* _GOAL_: Please tally how many of the lines below contain the string "teal", with case counting, and reply with that number alone.
# Start of INFORMATION GIVEN
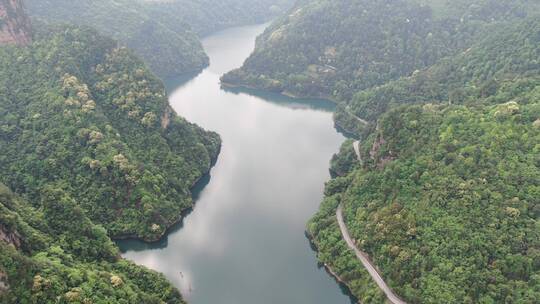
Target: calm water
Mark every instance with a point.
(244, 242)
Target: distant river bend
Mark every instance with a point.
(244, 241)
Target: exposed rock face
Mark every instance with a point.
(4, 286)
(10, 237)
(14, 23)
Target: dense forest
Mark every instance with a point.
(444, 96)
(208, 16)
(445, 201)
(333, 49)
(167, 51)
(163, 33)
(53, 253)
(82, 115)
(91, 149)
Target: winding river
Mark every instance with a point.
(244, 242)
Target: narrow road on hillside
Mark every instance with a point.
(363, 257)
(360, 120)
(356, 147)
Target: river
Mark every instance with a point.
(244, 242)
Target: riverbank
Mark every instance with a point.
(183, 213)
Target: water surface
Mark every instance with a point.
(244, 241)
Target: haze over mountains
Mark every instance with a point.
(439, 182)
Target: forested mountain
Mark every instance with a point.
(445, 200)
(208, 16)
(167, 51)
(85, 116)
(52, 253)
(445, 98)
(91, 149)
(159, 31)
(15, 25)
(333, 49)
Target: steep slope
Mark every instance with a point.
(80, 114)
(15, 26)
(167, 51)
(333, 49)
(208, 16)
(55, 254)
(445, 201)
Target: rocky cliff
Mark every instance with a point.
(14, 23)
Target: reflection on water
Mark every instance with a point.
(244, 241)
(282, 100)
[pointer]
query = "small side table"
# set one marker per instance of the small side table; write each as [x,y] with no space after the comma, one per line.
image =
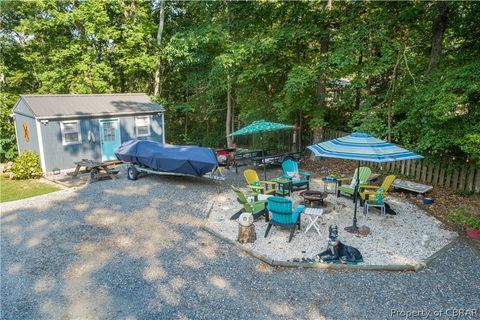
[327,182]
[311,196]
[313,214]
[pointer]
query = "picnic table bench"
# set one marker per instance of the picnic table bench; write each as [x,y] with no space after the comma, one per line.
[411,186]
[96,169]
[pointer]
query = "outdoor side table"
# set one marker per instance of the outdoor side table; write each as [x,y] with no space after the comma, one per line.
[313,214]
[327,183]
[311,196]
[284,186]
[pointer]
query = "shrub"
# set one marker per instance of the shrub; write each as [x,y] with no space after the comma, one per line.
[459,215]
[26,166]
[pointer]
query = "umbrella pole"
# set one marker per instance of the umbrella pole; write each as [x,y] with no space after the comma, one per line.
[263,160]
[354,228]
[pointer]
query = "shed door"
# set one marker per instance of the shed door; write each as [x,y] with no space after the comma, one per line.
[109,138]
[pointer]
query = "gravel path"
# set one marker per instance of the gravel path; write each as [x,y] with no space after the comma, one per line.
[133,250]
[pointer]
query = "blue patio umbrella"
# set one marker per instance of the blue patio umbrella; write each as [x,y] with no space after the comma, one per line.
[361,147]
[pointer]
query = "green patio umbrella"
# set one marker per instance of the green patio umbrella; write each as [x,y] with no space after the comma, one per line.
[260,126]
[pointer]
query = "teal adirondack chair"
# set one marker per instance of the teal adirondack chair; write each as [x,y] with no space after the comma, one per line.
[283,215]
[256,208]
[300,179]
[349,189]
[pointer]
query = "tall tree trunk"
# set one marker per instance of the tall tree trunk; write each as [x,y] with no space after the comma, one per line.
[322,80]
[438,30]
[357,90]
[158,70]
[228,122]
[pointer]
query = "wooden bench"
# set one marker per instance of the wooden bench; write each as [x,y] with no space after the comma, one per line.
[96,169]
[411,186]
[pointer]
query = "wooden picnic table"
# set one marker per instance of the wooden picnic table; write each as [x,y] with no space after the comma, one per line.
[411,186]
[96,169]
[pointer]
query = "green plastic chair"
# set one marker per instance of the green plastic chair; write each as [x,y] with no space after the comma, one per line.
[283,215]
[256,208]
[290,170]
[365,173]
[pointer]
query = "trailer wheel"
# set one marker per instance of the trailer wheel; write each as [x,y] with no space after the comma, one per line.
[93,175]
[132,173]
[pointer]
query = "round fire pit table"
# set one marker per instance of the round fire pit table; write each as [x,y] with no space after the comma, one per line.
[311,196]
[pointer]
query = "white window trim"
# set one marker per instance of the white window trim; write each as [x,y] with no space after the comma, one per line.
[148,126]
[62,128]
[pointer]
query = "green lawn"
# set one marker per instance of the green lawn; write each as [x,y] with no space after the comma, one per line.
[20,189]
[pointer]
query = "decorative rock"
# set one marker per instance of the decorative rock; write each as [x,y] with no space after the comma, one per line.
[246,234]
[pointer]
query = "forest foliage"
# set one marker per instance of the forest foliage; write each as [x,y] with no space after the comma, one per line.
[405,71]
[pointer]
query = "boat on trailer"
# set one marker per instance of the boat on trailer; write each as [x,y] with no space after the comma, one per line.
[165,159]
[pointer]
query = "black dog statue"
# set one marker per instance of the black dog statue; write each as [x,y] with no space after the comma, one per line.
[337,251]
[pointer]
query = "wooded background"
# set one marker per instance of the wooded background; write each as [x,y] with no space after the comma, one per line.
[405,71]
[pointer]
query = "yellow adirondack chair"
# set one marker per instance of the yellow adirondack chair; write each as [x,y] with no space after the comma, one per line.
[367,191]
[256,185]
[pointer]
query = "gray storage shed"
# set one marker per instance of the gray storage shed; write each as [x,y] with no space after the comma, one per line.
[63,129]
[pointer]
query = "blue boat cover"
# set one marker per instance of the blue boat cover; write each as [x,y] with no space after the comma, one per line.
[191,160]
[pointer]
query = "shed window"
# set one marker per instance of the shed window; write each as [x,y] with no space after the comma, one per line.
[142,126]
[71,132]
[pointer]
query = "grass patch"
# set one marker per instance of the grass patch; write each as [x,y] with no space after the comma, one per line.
# End of INFORMATION GIVEN
* _EXERCISE ANSWER_: 2